Each line from the one holding "the butterfly in" through the final line of the data below is to be given again exactly, and no other line is to appear.
....................
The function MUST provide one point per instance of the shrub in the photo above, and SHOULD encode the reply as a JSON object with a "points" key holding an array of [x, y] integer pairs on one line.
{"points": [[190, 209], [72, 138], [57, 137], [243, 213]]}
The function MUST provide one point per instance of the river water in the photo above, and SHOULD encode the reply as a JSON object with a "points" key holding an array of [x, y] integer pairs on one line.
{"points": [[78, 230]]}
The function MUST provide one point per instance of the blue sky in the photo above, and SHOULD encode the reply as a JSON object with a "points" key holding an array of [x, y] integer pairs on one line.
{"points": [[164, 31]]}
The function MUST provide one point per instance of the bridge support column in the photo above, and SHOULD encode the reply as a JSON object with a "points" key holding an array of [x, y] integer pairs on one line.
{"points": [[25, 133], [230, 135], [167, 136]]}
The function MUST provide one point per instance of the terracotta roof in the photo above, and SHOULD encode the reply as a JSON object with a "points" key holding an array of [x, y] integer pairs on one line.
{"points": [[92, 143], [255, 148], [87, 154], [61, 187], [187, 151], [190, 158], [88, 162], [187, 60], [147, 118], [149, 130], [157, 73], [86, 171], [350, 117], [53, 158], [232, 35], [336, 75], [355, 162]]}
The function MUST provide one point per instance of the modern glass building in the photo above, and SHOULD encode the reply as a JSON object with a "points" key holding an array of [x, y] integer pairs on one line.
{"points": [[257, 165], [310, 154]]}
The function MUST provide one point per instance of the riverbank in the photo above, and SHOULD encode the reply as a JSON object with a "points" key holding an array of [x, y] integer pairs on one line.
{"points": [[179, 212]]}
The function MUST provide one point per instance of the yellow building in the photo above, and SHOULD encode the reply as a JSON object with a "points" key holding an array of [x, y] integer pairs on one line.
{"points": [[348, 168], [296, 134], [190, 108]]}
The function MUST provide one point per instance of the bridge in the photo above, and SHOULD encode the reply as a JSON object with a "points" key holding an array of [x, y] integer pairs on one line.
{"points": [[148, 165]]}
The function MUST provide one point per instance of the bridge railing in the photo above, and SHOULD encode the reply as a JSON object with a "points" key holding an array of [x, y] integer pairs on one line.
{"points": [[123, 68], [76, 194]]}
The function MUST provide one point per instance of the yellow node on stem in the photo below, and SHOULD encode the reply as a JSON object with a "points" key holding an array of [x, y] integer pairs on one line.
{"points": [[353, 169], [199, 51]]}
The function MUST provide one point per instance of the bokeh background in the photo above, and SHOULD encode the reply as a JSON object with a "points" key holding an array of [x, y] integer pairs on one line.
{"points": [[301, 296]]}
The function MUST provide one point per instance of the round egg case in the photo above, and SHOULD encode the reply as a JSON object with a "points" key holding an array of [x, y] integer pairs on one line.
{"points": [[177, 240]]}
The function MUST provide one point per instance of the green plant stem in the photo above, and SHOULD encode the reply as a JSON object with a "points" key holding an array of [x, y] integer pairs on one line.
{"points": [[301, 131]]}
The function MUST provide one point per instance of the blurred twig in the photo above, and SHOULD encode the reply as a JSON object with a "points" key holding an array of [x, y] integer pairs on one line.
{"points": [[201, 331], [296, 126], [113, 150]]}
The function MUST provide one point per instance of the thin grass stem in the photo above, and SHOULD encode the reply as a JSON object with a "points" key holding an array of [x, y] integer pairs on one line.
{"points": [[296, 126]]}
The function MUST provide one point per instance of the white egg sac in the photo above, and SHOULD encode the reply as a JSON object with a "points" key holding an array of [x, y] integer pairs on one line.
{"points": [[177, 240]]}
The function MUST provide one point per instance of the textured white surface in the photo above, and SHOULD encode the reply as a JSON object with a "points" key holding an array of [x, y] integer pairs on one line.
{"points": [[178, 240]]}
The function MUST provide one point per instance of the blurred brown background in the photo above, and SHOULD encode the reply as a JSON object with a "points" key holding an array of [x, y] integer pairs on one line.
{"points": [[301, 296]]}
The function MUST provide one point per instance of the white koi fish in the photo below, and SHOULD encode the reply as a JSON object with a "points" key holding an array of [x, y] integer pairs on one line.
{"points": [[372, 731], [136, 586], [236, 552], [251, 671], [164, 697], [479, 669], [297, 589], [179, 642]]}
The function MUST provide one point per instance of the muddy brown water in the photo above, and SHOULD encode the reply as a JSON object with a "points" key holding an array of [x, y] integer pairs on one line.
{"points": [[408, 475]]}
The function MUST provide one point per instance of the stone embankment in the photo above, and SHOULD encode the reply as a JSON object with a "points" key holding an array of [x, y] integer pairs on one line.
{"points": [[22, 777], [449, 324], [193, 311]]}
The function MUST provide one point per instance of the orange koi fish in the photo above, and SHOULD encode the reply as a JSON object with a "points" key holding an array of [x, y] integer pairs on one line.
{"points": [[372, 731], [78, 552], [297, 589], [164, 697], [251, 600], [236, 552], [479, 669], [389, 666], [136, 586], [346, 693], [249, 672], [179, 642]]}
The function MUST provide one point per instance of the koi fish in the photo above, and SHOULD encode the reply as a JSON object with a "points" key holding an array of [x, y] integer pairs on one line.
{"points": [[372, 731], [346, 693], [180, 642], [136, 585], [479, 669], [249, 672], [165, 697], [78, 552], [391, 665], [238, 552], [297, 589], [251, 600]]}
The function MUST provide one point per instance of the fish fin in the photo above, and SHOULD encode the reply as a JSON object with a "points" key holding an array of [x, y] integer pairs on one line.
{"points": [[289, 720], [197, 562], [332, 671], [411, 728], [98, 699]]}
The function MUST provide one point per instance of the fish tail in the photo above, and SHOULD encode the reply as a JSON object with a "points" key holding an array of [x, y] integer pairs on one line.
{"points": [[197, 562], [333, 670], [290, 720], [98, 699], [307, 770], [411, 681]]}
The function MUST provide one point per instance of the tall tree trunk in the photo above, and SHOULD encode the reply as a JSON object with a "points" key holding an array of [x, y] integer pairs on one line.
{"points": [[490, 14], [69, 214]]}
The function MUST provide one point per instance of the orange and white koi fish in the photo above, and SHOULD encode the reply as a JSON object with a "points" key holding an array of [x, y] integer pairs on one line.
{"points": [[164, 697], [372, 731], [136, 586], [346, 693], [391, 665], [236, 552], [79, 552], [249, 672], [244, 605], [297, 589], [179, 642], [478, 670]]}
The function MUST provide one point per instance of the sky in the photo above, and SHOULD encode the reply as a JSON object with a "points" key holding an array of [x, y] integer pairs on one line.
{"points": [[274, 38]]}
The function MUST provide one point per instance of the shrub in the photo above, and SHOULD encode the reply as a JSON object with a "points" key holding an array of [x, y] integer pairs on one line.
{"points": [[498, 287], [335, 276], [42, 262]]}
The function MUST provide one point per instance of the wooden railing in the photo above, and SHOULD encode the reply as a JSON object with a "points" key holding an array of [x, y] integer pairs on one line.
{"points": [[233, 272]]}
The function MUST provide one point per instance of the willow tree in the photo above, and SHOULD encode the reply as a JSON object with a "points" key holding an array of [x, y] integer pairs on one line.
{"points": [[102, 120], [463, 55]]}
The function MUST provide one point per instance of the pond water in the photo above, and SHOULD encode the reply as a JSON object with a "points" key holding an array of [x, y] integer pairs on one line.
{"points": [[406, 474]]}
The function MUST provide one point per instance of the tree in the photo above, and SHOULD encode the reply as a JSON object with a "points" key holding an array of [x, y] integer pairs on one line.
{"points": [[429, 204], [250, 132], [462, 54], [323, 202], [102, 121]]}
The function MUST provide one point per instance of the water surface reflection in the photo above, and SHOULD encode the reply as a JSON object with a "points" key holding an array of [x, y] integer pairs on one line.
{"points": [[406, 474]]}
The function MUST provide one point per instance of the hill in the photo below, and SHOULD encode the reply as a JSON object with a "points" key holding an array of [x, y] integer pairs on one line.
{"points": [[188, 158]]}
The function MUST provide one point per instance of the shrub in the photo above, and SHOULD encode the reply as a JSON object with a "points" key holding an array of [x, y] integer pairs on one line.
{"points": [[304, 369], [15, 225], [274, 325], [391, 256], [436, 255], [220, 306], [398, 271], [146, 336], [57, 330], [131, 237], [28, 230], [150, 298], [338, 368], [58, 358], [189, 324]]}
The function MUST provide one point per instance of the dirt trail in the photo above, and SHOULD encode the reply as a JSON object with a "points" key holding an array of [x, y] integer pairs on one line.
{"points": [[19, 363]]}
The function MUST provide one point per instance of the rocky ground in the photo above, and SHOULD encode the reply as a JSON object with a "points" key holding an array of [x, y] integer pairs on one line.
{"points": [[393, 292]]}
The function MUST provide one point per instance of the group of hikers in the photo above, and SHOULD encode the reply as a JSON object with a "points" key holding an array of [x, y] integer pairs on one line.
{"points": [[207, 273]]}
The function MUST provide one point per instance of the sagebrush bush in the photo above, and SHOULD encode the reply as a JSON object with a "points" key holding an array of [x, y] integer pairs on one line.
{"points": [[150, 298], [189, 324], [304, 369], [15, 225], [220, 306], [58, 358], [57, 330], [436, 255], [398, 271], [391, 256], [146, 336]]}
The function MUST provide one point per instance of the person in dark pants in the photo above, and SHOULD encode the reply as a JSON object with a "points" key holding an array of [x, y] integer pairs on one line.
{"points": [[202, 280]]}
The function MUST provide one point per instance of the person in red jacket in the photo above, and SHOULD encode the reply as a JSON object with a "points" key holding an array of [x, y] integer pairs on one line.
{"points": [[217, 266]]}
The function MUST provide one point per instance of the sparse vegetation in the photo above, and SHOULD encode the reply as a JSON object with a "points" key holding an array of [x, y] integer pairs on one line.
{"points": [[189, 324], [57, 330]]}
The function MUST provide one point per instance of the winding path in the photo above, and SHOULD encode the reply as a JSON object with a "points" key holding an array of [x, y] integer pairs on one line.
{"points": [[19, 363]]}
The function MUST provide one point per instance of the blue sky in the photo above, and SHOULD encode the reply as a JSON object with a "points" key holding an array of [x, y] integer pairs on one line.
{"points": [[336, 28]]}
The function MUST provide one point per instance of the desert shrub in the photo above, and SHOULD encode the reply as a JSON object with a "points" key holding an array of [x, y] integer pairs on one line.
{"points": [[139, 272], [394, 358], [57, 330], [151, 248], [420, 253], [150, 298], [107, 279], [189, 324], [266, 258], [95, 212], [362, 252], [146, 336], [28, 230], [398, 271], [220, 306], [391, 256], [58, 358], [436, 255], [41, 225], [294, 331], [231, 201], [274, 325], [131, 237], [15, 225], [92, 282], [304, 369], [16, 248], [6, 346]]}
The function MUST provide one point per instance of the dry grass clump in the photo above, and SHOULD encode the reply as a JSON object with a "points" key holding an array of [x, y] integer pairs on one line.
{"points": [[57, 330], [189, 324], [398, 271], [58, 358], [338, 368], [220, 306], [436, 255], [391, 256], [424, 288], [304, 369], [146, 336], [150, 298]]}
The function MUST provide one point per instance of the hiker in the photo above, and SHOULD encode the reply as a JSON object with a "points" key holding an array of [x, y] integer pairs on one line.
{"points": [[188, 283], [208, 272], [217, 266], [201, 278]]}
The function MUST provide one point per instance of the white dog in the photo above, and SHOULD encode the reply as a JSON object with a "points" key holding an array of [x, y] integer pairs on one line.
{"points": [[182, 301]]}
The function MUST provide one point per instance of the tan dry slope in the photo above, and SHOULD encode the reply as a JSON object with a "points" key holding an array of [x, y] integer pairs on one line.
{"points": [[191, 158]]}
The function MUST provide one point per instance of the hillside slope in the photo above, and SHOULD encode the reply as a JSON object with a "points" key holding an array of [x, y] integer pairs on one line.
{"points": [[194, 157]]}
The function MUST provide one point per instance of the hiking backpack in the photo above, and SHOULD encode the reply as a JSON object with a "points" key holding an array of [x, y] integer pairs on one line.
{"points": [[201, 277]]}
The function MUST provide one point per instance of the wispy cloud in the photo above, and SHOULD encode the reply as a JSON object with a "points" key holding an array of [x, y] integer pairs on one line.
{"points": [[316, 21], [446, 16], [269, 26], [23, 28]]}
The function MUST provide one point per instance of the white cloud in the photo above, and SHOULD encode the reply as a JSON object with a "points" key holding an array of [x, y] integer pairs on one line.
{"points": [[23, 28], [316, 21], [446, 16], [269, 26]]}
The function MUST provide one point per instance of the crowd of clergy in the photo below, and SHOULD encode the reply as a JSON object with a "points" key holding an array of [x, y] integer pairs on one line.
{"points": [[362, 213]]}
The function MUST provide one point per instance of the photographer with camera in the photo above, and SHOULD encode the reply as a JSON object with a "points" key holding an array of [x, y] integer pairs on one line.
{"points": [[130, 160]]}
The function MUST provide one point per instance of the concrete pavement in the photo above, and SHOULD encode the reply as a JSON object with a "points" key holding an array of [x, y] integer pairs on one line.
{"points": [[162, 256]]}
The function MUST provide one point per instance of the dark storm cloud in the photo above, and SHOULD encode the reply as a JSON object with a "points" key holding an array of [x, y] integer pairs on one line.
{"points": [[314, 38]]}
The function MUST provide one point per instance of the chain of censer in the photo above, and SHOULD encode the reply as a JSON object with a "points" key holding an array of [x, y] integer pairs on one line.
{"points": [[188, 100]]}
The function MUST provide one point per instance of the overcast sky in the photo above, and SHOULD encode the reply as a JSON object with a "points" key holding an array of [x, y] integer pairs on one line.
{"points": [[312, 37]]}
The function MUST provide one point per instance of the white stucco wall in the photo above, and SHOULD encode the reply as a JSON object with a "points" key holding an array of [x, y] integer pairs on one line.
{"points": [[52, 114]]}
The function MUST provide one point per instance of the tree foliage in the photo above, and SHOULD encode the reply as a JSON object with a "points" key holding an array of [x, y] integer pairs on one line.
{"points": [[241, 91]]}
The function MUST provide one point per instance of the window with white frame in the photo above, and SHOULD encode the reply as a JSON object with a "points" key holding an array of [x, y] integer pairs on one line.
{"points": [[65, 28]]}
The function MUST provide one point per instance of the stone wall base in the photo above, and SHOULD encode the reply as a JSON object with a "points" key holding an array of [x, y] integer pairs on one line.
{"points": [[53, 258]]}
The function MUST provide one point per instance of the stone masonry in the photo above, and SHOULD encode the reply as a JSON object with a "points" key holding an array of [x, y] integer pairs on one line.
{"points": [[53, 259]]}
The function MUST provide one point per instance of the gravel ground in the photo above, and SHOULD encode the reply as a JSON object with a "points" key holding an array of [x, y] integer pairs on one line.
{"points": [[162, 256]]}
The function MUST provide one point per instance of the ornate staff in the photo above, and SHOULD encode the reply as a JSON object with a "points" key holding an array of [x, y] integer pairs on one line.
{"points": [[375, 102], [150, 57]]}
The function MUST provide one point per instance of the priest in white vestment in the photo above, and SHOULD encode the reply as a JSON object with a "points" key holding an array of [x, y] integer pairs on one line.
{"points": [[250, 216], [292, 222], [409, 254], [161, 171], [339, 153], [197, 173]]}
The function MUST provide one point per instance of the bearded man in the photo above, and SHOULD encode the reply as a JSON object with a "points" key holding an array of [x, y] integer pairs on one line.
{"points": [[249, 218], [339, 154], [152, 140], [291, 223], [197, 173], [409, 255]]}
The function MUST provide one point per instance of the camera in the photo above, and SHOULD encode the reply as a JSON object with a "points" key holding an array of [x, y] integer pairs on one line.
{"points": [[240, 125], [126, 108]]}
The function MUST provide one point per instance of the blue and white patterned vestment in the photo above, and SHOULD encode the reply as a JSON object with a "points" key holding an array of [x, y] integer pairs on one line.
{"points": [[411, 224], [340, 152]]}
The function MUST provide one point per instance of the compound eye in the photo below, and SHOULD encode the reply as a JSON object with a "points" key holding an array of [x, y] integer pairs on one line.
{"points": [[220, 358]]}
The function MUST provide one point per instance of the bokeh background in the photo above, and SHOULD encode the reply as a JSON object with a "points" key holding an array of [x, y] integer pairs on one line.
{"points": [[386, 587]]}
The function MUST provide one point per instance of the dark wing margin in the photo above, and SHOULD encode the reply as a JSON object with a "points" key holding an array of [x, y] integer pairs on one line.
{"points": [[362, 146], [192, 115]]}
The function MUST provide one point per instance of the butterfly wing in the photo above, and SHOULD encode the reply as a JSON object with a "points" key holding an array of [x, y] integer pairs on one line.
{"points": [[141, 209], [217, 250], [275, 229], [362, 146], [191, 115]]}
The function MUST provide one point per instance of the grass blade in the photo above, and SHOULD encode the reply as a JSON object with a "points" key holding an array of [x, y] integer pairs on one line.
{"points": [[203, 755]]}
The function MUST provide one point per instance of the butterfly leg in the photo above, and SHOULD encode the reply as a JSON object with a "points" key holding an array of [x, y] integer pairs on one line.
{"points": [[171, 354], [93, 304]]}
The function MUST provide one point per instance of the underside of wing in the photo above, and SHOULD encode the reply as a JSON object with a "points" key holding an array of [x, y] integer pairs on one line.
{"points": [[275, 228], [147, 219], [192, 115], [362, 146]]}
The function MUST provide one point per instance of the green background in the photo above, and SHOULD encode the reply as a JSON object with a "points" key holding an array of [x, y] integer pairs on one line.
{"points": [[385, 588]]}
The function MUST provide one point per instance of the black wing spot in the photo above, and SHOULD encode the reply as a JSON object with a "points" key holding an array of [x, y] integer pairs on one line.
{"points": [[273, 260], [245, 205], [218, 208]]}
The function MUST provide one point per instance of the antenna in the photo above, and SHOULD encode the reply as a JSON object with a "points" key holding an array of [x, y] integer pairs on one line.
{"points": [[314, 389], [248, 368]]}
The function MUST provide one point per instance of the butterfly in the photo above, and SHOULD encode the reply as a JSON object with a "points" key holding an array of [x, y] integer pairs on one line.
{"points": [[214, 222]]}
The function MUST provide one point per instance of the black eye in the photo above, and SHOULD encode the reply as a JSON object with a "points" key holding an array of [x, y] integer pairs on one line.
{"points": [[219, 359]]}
....................
▸ Problem solution:
The function MUST provide one point per instance of the butterfly in the photo above, and SHOULD encode the reply as a JSON object with a "points" key holding an array of [x, y] integer pairs on one line.
{"points": [[214, 222]]}
The function MUST provide one point per instance of the black eye in the photo above, and SHOULD encode the reply as a JSON object with a "points" key holding an array of [x, y] integer pairs on one line.
{"points": [[219, 359]]}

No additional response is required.